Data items
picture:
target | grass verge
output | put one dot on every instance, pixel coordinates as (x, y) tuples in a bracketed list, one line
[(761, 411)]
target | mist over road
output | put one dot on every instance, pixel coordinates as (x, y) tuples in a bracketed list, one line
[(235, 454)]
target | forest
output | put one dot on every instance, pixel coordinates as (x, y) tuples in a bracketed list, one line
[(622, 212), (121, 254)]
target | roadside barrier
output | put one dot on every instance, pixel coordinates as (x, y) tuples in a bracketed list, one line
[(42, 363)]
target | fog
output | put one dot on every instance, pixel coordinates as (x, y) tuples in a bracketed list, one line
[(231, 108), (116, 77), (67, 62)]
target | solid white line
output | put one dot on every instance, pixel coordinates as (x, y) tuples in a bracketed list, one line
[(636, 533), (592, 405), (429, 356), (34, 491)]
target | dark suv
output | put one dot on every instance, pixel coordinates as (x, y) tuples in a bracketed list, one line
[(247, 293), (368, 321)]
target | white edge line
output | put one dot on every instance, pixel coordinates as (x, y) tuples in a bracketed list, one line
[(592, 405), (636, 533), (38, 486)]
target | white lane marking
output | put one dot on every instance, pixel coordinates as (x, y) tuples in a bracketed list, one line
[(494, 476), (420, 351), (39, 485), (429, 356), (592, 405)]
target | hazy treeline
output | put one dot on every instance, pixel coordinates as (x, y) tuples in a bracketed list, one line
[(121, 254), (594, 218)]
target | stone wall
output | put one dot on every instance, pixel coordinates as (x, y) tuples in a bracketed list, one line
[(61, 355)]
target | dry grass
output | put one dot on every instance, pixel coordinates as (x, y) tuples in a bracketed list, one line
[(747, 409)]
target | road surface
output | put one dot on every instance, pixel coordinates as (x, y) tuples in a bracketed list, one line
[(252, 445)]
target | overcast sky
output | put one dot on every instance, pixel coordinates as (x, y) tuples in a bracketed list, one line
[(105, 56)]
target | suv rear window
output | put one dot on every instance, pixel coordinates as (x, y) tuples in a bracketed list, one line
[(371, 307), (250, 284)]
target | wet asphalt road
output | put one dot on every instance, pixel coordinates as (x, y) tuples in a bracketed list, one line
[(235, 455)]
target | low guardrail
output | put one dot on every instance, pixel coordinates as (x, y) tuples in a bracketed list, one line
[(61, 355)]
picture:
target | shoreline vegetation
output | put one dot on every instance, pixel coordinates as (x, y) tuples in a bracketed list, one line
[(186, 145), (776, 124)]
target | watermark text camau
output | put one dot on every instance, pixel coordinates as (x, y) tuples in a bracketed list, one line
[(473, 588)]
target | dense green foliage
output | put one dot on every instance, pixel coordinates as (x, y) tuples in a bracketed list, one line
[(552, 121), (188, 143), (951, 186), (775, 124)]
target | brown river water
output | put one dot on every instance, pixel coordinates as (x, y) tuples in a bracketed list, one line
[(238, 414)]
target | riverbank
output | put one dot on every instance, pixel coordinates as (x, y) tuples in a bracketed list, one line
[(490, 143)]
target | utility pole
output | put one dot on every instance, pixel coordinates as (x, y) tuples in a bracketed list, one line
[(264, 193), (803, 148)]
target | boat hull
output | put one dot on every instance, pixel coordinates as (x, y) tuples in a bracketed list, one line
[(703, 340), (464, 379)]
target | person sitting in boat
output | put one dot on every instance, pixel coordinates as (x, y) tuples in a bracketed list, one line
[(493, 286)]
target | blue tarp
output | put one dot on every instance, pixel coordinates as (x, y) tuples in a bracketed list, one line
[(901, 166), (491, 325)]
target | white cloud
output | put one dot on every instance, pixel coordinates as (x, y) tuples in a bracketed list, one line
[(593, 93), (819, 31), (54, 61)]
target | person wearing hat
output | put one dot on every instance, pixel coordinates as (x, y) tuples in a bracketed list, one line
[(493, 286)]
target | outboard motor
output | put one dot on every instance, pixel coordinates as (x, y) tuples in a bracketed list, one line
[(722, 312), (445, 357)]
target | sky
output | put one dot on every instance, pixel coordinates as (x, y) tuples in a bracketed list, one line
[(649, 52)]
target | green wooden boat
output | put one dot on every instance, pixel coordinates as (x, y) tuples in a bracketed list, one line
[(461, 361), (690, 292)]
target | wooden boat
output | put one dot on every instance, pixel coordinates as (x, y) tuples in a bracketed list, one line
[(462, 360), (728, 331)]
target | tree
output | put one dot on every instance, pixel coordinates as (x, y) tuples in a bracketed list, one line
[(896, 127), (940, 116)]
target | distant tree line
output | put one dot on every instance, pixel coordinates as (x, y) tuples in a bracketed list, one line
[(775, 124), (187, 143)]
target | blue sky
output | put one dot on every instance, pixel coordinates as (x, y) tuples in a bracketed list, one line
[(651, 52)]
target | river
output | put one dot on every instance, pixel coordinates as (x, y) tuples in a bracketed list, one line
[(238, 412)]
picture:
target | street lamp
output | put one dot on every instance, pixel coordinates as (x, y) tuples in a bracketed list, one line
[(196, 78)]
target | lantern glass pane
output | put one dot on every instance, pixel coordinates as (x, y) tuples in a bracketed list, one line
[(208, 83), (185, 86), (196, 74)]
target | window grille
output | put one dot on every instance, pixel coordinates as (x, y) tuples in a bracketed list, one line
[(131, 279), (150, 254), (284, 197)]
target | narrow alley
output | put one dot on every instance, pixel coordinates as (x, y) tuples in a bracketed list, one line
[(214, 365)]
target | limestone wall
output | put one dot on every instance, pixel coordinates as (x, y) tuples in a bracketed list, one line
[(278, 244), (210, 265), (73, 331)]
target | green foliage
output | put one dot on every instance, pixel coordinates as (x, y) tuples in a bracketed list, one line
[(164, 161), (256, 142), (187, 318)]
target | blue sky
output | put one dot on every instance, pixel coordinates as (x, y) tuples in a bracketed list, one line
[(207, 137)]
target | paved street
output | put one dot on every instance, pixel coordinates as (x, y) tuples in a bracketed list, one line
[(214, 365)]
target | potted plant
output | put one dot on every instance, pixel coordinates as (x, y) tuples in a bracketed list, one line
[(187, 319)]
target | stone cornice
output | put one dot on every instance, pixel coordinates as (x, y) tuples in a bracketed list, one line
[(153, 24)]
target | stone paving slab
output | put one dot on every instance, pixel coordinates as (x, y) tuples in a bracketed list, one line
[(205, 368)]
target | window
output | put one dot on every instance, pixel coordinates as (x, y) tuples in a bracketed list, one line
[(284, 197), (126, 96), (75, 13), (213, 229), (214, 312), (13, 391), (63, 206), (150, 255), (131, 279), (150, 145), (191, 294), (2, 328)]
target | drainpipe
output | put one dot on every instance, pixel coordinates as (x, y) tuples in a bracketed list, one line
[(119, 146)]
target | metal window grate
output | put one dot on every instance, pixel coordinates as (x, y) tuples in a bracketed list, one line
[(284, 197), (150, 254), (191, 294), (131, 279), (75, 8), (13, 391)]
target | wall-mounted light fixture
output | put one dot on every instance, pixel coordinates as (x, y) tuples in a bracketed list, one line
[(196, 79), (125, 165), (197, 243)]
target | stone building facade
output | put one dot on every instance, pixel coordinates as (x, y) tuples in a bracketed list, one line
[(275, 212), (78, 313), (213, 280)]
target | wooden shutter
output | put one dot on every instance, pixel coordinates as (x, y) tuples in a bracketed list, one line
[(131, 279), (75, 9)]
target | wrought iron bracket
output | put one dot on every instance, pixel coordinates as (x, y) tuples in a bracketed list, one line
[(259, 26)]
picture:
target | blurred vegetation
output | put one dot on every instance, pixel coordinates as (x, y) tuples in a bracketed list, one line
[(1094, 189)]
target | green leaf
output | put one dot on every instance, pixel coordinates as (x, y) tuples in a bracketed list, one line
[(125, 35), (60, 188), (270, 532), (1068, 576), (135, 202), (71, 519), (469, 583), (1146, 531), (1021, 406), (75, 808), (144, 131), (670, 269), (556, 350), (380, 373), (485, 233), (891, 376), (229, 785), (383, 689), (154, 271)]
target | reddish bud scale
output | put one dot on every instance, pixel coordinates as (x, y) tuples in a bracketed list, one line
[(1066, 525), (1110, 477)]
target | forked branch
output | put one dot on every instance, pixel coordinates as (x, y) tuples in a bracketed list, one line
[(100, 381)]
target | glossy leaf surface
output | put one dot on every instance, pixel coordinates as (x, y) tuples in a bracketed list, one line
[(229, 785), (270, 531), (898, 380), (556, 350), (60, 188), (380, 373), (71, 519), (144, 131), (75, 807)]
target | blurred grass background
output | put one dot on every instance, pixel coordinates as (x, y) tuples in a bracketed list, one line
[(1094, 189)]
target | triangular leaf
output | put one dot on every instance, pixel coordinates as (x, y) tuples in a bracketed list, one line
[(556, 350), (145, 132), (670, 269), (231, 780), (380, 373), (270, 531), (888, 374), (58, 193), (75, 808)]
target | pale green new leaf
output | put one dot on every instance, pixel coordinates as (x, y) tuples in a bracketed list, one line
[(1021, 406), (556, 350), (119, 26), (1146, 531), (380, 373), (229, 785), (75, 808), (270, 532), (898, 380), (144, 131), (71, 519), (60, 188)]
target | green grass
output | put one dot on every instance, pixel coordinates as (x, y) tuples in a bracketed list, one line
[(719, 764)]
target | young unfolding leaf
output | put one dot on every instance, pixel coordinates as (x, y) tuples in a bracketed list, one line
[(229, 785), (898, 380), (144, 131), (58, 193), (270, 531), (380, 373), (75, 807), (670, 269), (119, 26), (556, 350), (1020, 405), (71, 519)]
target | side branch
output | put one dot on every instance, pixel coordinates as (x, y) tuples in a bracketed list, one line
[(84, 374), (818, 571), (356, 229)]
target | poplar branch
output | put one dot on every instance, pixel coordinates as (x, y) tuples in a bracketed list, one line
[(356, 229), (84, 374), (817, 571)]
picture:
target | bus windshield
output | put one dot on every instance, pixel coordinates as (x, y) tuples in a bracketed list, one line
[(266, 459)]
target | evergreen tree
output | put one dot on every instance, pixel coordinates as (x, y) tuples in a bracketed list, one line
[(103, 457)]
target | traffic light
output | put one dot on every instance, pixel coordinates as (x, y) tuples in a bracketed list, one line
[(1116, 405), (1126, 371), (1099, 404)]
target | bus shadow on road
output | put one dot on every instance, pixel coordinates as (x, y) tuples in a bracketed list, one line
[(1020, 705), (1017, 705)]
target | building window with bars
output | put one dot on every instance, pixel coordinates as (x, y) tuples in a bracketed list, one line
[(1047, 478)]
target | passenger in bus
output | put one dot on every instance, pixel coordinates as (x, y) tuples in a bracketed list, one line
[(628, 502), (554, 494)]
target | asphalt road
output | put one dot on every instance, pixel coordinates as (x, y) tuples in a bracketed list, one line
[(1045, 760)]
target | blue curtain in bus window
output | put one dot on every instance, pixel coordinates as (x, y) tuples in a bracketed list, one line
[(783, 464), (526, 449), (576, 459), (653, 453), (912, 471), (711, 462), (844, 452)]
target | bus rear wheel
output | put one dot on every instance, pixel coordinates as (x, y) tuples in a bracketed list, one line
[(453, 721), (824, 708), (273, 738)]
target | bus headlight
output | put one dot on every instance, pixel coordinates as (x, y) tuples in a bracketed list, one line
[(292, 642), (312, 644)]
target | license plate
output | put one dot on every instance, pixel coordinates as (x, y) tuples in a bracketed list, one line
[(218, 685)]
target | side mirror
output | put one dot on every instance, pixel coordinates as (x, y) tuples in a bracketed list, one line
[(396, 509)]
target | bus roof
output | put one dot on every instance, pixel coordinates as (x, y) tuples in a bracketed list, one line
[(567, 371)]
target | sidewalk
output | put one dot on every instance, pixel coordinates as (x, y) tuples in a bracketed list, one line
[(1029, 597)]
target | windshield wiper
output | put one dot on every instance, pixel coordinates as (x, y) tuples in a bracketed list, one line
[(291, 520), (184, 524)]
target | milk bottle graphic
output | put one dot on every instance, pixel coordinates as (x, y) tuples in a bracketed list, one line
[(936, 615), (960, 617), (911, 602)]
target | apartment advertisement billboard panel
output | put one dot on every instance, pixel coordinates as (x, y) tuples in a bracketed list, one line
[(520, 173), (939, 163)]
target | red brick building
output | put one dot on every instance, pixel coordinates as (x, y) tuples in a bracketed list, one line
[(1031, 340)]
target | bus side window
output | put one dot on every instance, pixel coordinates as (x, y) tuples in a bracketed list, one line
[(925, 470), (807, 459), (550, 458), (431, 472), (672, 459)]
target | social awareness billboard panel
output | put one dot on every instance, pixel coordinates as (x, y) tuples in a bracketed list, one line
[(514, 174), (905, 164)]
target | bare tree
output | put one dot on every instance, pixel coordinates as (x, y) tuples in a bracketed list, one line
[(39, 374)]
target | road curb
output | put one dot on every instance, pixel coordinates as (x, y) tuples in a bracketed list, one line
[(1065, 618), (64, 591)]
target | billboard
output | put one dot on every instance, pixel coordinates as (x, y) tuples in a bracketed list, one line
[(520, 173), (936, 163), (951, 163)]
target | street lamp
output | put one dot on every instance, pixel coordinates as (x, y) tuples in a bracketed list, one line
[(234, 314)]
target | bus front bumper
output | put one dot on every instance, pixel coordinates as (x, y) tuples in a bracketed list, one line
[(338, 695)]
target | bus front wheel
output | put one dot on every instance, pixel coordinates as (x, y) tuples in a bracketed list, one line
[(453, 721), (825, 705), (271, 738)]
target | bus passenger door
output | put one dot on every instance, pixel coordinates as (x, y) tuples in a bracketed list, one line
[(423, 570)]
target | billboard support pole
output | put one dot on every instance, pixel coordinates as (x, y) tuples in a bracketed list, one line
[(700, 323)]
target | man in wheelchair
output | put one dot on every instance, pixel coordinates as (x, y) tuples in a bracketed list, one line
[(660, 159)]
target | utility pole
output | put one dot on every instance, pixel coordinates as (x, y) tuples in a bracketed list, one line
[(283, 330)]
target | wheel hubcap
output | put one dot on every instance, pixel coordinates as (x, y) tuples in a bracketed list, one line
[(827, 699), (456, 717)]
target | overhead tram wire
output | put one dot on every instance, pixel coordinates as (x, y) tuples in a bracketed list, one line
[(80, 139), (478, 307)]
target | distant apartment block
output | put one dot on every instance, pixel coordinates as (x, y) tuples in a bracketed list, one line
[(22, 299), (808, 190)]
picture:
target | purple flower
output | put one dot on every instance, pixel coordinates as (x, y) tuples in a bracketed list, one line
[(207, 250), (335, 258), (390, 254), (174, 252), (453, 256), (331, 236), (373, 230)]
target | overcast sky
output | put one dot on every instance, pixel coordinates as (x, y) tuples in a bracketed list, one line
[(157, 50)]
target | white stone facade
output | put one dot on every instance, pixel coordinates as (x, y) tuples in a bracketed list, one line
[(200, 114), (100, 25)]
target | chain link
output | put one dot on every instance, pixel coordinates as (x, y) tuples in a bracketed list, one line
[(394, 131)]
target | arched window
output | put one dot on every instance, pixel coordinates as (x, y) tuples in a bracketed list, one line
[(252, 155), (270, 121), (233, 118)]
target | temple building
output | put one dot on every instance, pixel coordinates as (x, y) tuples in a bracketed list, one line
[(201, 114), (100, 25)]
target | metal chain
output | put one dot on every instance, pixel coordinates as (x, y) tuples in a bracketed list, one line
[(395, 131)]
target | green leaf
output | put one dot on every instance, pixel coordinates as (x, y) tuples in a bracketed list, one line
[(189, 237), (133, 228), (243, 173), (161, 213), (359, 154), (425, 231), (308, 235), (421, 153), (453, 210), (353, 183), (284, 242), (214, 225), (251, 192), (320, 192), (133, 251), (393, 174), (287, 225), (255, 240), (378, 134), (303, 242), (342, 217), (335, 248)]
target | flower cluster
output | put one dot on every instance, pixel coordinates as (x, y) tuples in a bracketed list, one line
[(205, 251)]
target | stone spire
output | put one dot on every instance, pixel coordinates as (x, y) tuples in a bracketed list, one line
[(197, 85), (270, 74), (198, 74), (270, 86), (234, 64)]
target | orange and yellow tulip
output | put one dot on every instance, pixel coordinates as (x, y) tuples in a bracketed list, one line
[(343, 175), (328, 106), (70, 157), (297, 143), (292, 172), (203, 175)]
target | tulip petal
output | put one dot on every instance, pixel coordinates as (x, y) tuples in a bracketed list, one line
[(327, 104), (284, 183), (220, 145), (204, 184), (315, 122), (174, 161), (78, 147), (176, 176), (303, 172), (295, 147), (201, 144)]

**Problem description:** Could you work out how many lines of the data above contain the word "metal"? Give only the number.

**Solution to this exercise:** 2